»»

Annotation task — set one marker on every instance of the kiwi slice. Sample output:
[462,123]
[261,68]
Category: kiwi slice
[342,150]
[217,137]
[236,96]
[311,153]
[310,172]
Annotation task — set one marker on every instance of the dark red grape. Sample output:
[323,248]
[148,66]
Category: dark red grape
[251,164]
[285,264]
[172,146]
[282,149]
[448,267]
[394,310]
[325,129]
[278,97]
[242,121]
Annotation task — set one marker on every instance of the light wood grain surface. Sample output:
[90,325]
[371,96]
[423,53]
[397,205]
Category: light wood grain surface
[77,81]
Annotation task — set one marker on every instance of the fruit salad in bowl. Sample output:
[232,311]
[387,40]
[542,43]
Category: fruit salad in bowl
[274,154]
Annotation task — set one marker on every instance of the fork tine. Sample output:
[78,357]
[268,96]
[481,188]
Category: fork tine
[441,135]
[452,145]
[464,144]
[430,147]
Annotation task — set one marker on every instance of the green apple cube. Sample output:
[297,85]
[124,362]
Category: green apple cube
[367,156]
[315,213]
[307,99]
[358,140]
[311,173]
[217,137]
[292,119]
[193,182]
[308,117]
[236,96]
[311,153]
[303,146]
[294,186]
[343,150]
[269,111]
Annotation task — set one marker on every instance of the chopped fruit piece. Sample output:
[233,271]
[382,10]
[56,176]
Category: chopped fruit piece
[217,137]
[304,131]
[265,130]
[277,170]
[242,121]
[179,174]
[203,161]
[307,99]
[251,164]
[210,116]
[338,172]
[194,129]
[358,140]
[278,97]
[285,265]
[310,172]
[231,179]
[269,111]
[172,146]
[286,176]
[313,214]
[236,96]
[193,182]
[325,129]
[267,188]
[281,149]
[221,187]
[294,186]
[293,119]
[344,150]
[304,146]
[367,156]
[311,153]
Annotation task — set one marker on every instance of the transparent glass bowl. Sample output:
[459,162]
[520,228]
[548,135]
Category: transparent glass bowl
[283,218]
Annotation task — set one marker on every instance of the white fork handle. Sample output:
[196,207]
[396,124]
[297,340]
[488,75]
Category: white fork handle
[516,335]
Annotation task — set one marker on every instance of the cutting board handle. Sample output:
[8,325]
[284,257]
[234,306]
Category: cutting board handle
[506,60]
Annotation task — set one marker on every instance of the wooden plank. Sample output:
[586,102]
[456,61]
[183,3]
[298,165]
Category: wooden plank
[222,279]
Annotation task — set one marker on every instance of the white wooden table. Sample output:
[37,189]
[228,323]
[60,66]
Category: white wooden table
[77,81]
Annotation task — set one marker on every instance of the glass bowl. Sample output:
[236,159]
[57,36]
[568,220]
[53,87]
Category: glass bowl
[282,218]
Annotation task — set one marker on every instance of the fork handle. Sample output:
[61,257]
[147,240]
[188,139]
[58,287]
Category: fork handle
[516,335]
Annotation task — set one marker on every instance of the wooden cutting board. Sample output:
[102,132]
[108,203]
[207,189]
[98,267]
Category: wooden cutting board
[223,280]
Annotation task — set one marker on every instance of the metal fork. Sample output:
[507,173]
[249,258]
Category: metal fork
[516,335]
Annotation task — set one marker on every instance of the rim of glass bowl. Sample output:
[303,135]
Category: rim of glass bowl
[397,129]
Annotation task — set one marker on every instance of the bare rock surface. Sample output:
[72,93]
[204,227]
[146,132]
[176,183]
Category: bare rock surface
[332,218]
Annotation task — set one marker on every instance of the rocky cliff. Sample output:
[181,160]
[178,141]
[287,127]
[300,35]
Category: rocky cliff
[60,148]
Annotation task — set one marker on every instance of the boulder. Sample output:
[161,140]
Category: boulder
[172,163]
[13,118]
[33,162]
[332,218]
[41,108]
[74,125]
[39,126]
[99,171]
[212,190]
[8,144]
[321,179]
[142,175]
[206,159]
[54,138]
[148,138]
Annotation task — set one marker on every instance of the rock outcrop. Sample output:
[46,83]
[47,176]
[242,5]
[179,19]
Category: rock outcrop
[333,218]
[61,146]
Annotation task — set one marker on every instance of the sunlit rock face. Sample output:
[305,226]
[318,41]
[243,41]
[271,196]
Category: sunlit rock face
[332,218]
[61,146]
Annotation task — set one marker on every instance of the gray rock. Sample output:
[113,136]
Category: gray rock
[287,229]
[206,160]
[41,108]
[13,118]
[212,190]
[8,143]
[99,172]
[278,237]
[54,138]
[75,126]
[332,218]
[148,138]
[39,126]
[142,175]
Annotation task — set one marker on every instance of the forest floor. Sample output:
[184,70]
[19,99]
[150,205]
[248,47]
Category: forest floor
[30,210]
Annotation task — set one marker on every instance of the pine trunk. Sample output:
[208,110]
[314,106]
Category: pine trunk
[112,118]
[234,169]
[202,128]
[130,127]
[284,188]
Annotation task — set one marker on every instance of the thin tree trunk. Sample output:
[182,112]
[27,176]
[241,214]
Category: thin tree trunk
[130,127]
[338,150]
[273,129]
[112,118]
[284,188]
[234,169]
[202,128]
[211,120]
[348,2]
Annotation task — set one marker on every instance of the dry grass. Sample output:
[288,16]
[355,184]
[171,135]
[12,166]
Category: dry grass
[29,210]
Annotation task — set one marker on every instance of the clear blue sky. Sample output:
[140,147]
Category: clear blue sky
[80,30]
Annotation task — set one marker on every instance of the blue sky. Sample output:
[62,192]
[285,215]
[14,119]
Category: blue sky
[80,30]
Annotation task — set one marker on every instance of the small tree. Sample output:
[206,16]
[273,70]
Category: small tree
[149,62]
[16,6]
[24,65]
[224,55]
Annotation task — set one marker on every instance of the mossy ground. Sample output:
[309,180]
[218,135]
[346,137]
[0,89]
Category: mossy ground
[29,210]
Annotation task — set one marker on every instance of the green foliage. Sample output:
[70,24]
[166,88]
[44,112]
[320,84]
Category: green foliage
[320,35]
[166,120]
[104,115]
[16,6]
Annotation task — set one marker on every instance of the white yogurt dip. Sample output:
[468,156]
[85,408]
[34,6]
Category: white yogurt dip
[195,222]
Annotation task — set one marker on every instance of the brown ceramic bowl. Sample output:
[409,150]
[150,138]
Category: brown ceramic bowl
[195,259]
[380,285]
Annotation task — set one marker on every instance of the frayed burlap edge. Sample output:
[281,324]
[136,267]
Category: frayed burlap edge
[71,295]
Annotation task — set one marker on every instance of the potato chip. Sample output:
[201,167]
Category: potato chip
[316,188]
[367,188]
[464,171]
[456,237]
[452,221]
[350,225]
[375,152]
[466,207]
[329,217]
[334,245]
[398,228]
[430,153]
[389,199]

««

> Prompt
Every record should be repeated exactly; please leave none out.

> Solution
Annotation task — set one marker on every instance of the kiwi slice. Sample output:
[462,123]
[261,68]
Category: kiwi slice
[342,150]
[217,137]
[236,96]
[311,153]
[310,172]
Annotation task — set one marker on every instance of the dark red grape. Sample output:
[323,248]
[148,66]
Category: dark red grape
[251,164]
[285,264]
[172,146]
[282,149]
[448,267]
[394,310]
[325,129]
[278,97]
[242,121]
Annotation task — set one marker on every instance of the light wood grain surface. Sample output:
[90,325]
[371,96]
[423,53]
[397,205]
Category: light wood grain surface
[77,81]
Annotation task — set one marker on every instance of the fruit salad in bowl. Sample output:
[232,311]
[387,40]
[542,43]
Category: fruit salad in bowl
[274,154]
Annotation task — set one marker on every instance of the fork tine. Sample output:
[78,357]
[268,96]
[481,188]
Category: fork tine
[441,135]
[452,145]
[464,144]
[430,147]
Annotation task — set one marker on every instance of the green apple cube. Sample output:
[297,85]
[124,362]
Category: green apple cube
[367,156]
[315,213]
[307,99]
[358,140]
[311,173]
[217,137]
[292,119]
[193,182]
[308,117]
[236,96]
[311,153]
[303,146]
[294,186]
[343,150]
[269,111]
Annotation task — set one marker on every instance of the chopped fruit piece. Sample output:
[233,271]
[382,10]
[56,176]
Category: chopped fruit piece
[217,137]
[304,131]
[265,130]
[277,170]
[242,121]
[179,174]
[203,161]
[307,99]
[251,164]
[210,116]
[338,172]
[194,129]
[358,140]
[278,97]
[285,265]
[310,172]
[231,179]
[269,111]
[172,146]
[286,176]
[313,214]
[236,96]
[193,182]
[325,129]
[267,188]
[281,149]
[221,187]
[294,186]
[293,119]
[344,150]
[304,146]
[367,156]
[311,153]
Annotation task — set one marker on every instance of the transparent glass bowl. Sample output:
[459,162]
[520,228]
[548,135]
Category: transparent glass bowl
[283,218]
Annotation task — set one marker on every instance of the white fork handle. Sample output:
[196,207]
[396,124]
[297,340]
[488,75]
Category: white fork handle
[516,335]
Annotation task — set one marker on every instance of the cutting board handle. Sample output:
[8,325]
[284,257]
[234,306]
Category: cutting board handle
[506,60]
Annotation task — set one marker on every instance of the wooden plank. Sample output:
[586,102]
[456,61]
[183,3]
[298,165]
Category: wooden plank
[222,279]
Annotation task — set one marker on every instance of the white wooden table. Sample output:
[37,189]
[228,323]
[60,66]
Category: white wooden table
[77,81]
Annotation task — set one marker on every instance of the glass bowl. Sample output:
[236,159]
[57,36]
[568,220]
[53,87]
Category: glass bowl
[282,218]
Annotation task — set one marker on every instance of the fork handle. Sample output:
[61,257]
[147,240]
[188,139]
[58,287]
Category: fork handle
[516,335]
Annotation task — set one marker on every instance of the wooden cutting board. Sample output:
[102,132]
[108,203]
[207,189]
[98,267]
Category: wooden cutting board
[223,280]
Annotation task — set one marker on every instance of the metal fork. Sample output:
[507,173]
[249,258]
Category: metal fork
[516,335]
Annotation task — set one marker on every instance of the rim of glass bowl. Sample output:
[303,135]
Category: rim of glass bowl
[397,129]
Annotation task — set one marker on every instance of the bare rock surface. Sample output:
[72,93]
[204,227]
[146,132]
[176,183]
Category: bare rock surface
[332,218]
Annotation task — set one marker on every instance of the rocky cliff. Sample output:
[181,160]
[178,141]
[287,127]
[300,35]
Category: rocky cliff
[60,148]
Annotation task — set one marker on every instance of the boulder. Sample output:
[161,140]
Category: boulder
[172,163]
[13,118]
[33,162]
[332,218]
[41,108]
[74,125]
[39,126]
[99,171]
[212,190]
[8,144]
[321,179]
[142,175]
[206,159]
[54,138]
[148,138]
Annotation task — set one marker on every instance of the rock outcrop. Sample output:
[46,83]
[47,176]
[242,5]
[179,19]
Category: rock outcrop
[333,218]
[61,146]
Annotation task — set one marker on every instance of the sunlit rock face. Sample output:
[305,226]
[318,41]
[243,41]
[271,196]
Category: sunlit rock face
[332,218]
[61,146]
Annotation task — set one marker on every instance of the gray rock. Sample output:
[113,136]
Category: gray rock
[287,229]
[206,160]
[41,108]
[13,118]
[212,190]
[8,143]
[99,172]
[278,237]
[54,138]
[75,126]
[332,218]
[148,138]
[39,126]
[142,175]
Annotation task — set one marker on every instance of the forest floor. Sample output:
[184,70]
[19,99]
[150,205]
[248,47]
Category: forest floor
[30,210]
Annotation task — set one marker on every instance of the pine trunk. Sample output:
[208,110]
[314,106]
Category: pine trunk
[112,118]
[234,169]
[202,128]
[130,127]
[284,188]
Annotation task — set one marker on every instance of the thin tree trunk. Sample output:
[182,112]
[27,176]
[241,214]
Category: thin tree trunk
[130,127]
[338,150]
[273,129]
[112,118]
[284,188]
[234,169]
[202,128]
[211,120]
[348,2]
Annotation task — set one marker on every instance of the dry grass. Sample output:
[288,16]
[355,184]
[171,135]
[12,166]
Category: dry grass
[29,210]
Annotation task — set one marker on every instance of the clear blue sky. Sample output:
[140,147]
Category: clear blue sky
[80,30]
Annotation task — set one marker on every instance of the blue sky. Sample output:
[62,192]
[285,215]
[14,119]
Category: blue sky
[80,30]
Annotation task — set one marker on every instance of the small tree. Sample output:
[206,16]
[273,70]
Category: small tree
[149,62]
[16,6]
[24,65]
[224,55]
Annotation task — set one marker on every instance of the mossy ground. Sample output:
[309,180]
[218,135]
[346,137]
[0,89]
Category: mossy ground
[29,210]
Annotation task — set one marker on every instance of the green foliage. Sample output:
[70,24]
[166,88]
[44,112]
[320,84]
Category: green foliage
[320,35]
[166,120]
[104,115]
[16,6]
Annotation task — set one marker on every instance of the white yogurt dip. Sample output:
[468,156]
[85,408]
[34,6]
Category: white yogurt dip
[195,222]
Annotation task — set one marker on every instance of the brown ceramic bowl. Sample output:
[409,150]
[150,138]
Category: brown ceramic bowl
[195,259]
[380,285]
Annotation task — set one marker on every instance of the frayed burlap edge. Sample output:
[281,324]
[136,267]
Category: frayed burlap edge
[71,295]
Annotation task — set one marker on every instance of the potato chip. Sample output:
[201,167]
Category: potato chip
[316,188]
[367,188]
[464,171]
[456,237]
[452,221]
[350,225]
[375,152]
[466,207]
[329,217]
[334,245]
[398,228]
[430,153]
[389,199]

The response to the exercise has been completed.